Requirement »
Copy all of the lines below word for word, and leave the pictures out of your copy.

Dataset entries »
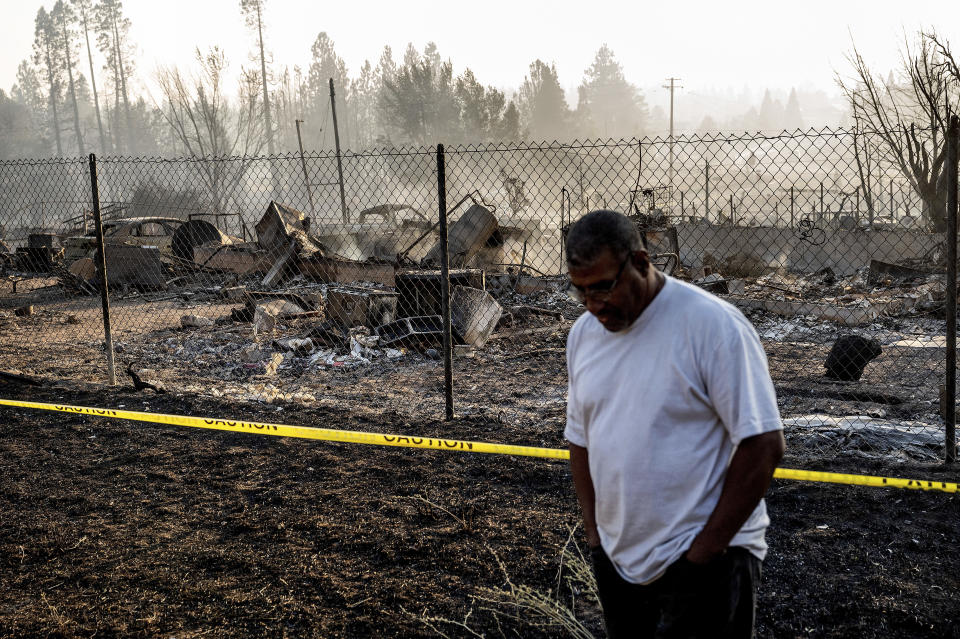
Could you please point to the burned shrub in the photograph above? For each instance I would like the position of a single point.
(849, 356)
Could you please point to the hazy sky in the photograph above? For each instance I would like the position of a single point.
(706, 44)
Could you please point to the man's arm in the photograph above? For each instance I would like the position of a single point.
(583, 483)
(748, 478)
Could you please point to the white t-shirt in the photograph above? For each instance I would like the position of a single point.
(660, 407)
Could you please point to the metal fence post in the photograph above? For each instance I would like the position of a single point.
(102, 271)
(706, 195)
(445, 285)
(950, 385)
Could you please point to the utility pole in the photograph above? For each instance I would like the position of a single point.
(306, 175)
(336, 139)
(672, 86)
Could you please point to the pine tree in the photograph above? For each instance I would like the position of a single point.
(44, 45)
(543, 104)
(113, 40)
(253, 13)
(63, 19)
(83, 9)
(771, 113)
(609, 106)
(792, 118)
(326, 64)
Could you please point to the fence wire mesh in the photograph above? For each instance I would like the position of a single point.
(278, 280)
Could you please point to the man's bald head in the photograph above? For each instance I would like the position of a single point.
(600, 231)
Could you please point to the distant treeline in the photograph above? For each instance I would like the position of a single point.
(64, 104)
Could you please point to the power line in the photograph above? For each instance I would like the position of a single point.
(672, 86)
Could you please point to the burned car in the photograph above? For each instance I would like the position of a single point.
(136, 231)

Answer below »
Could you please point to the burned shrub in the photograph above? For each instance I would like the position of a single point.
(849, 356)
Could you please point to the hazy sky in the photograph above? For each instance I would like the position of a single point.
(706, 44)
Could you please point to the man's arm in the photograph above? For each instance I would like the position of a single point.
(583, 483)
(748, 478)
Could you please point to the white t-shirt in the photograph above? For each instance I would like the position of a single point.
(660, 407)
Could you please point to the metal fence post in the photograph above? For each instance I would like the position of a single point.
(102, 271)
(706, 195)
(445, 285)
(950, 385)
Could you please point to the utility pole in the photograph above? For each instance I would like the position of a single point.
(306, 175)
(336, 139)
(672, 86)
Could you please point to the pine tree in the photograph above? For each instance I would like the position of a single point.
(44, 45)
(543, 104)
(113, 40)
(253, 13)
(63, 19)
(83, 9)
(771, 113)
(609, 106)
(792, 118)
(326, 64)
Could you please point to the fence wire mesh in the photograph above? For each instance I would like the position of a single point.
(278, 280)
Could you please point to the man's bald head in the photograph above? For each instance I would like the position of a single point.
(600, 231)
Could you please point to the distant treeline in the photograph above? For each instance I would like the position of a single point.
(64, 104)
Could you please point to the power line in the photograph above? For each instance I would like the position of a single point.
(672, 86)
Could you please point to the burned car in the photograph above? For each instance I would like the position of a single point.
(136, 231)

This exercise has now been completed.